*Passage for review*
····················

Well, we finally ditched cable TV. I have told a few people this, and you wouldn't believe the shocked reactions I am getting. Real looks of horror/compassion/discomfort.
It really could be more dramatic. Even though I have voiced my displeasure with the TV as a source of amplified negativity, it really wasn't completely charged by that. That was part of it, but it was also a combination of cost versus use. None of us are big TV watchers. My wife watches a few shows and the boys like Spongebob and a few Nickelodeon shows, including, of all things, Full House which they show in rerun. I like to watch baseball and various things on the educational channels. But, all of these are available online and our TV has online capability, so...
...here we are. No cable TV.
Yet, it is a little odd. I have, in the past, been a junk-TV watcher. When I have time to kill -- like when no one else is home and I am eating lunch -- I will sometimes sit down and watch worthless TV; silly video shows and Cops -- that sort of thing.
That simple. And after a few days, I stopped feeling the urge.
The boys have complained a bit about lags in loading shows, but even they seem to be getting used to it. After all, they have other ways to watch things. They like to watch stuff on YouTube, on the computer or on their tablets -- usually video game walk-throughs -- and they are both capable of finding other things to do. My older son will go out and slay imaginary foes for hours at a time and my younger son will either join him or sit and draw.

····················

*Entries provided*
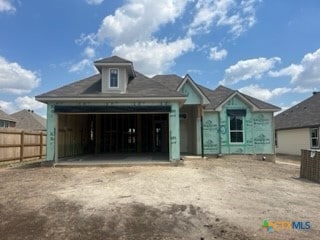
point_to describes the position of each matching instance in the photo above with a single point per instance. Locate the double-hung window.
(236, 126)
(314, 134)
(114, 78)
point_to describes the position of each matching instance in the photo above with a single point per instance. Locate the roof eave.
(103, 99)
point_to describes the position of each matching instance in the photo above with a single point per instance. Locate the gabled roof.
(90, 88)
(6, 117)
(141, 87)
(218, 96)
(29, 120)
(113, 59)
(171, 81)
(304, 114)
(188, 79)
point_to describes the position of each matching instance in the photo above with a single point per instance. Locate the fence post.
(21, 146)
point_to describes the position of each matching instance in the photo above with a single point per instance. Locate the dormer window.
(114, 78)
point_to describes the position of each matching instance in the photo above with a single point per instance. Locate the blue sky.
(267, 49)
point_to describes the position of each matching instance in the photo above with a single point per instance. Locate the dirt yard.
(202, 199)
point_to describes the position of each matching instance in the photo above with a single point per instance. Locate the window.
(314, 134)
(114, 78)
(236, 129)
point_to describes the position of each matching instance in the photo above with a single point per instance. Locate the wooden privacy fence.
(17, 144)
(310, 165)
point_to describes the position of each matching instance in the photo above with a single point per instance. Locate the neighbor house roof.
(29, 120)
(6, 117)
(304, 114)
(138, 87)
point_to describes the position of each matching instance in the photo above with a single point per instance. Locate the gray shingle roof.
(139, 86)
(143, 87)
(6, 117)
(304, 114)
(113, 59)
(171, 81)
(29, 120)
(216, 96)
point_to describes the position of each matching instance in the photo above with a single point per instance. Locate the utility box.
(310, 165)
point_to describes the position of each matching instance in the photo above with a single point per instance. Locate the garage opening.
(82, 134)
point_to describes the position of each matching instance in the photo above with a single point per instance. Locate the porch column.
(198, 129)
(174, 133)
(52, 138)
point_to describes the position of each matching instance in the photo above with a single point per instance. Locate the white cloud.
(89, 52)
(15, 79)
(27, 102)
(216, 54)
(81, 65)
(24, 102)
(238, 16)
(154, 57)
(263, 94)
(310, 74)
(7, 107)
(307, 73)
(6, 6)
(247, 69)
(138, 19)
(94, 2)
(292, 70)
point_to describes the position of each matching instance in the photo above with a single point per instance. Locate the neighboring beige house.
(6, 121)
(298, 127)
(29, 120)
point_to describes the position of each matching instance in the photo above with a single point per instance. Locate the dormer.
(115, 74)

····················

*Work order 1*
In the post about dropping cable TV, what do the boys usually watch on YouTube?
*Work order 2*
Carry the post about giving up cable TV forward from its last sentence, keeping the writer's casual first-person voice.

*Answer section 1*
Video game walk-throughs.

*Answer section 2*
There has to be a benefit in making it harder to watch TV. We'll see how things go. Soon, I will hook up a digital antenna for local channels. (With the offerings I have seen on my mom's and sister's antennas, we might all also learn Spanish. Lots of Spanish channels -- not to mention channels I never heard of before that show cool older shows dotted with lots of commercials about retirement, medication and reverse mortgages...)
I think it's going to work out. A few weeks ago, in order to turn down the noise level in my life, I stopped listening to the radio in the morning on the way to work. For the first week, I found myself instinctually reaching for the dial in order to fill the silences. Now, I don't realize the radio is off until halfway through the trip, at which point, instead of reaching for the dial, I draw a contented sigh.
We really don't need this stuff, do we? As Ray Bradbury once said, in some form, we have so much stimulus coming at us on TV and radio these days that we are tricked into thinking that we are thinking. It feels cool not to be bombarded with sound and visuals all day long; or, rather, it feels good to be hit with the natural ones as opposed to the artificial ones.